** PROVIDED INFORMATION **
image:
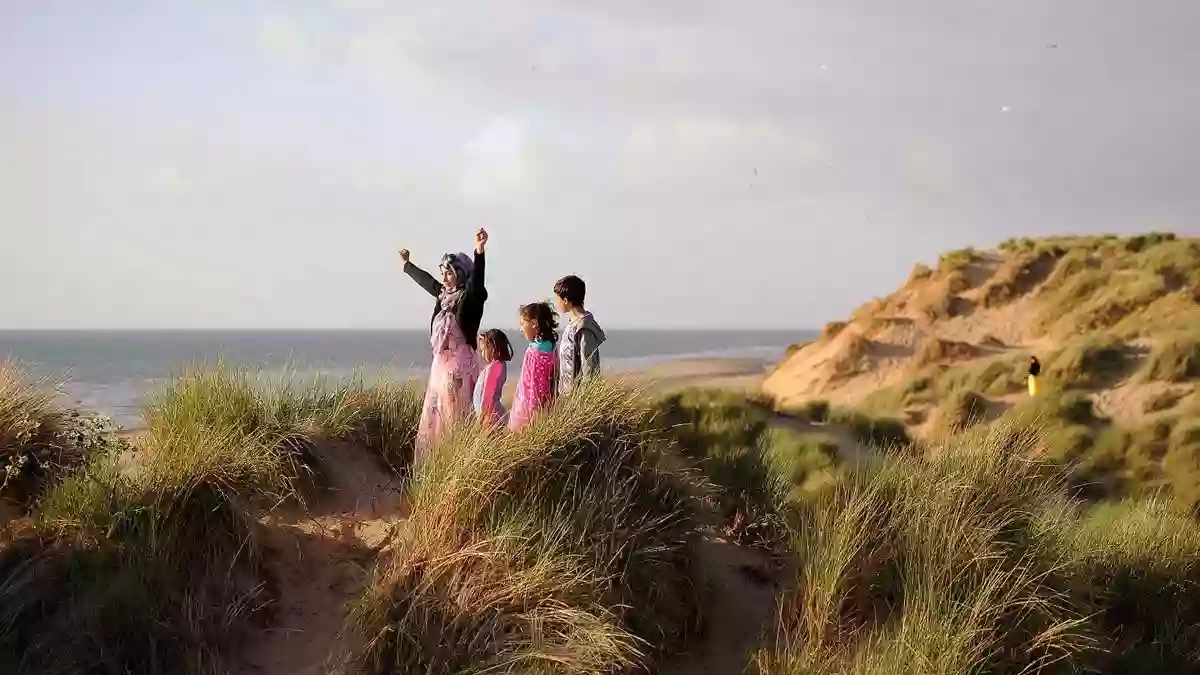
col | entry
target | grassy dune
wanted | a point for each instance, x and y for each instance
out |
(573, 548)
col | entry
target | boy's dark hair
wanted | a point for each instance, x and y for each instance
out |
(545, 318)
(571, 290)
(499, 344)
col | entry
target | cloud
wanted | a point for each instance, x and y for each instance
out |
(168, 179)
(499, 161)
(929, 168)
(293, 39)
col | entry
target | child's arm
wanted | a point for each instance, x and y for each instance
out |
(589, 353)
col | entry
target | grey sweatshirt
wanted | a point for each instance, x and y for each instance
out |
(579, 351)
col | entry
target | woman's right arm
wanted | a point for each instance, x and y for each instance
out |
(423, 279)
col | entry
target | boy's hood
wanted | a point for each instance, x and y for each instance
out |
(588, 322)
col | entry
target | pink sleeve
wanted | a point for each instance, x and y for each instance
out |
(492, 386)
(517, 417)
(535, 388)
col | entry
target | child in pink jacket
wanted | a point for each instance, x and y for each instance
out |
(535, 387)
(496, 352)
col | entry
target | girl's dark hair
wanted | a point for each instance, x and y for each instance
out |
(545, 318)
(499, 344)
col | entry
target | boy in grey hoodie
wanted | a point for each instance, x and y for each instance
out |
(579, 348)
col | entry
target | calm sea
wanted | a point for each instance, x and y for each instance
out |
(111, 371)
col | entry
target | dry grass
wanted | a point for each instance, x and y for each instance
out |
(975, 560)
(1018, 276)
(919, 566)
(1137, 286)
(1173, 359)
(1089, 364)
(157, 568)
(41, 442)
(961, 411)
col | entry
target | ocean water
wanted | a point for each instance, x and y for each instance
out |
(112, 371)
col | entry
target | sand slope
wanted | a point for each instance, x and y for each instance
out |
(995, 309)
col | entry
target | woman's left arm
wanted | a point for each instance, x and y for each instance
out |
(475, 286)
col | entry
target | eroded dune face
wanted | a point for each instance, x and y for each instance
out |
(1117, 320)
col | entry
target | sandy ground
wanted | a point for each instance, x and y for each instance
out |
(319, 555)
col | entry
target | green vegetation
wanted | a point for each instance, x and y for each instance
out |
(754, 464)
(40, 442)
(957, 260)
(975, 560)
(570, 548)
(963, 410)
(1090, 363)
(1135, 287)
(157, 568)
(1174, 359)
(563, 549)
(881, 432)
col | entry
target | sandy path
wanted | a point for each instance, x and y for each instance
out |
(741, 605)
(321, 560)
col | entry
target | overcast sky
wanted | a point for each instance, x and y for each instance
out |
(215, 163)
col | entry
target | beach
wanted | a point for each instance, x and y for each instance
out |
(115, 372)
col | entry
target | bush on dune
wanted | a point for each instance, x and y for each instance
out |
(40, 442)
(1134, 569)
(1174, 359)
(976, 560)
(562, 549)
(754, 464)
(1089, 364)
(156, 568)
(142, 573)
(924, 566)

** PROBLEM TO SOLVE **
Pull out each line of the items above that contains the string "sandy". Only matches with the same capitalization count.

** REPLY TO THE TASK **
target | sandy ground
target | sandy path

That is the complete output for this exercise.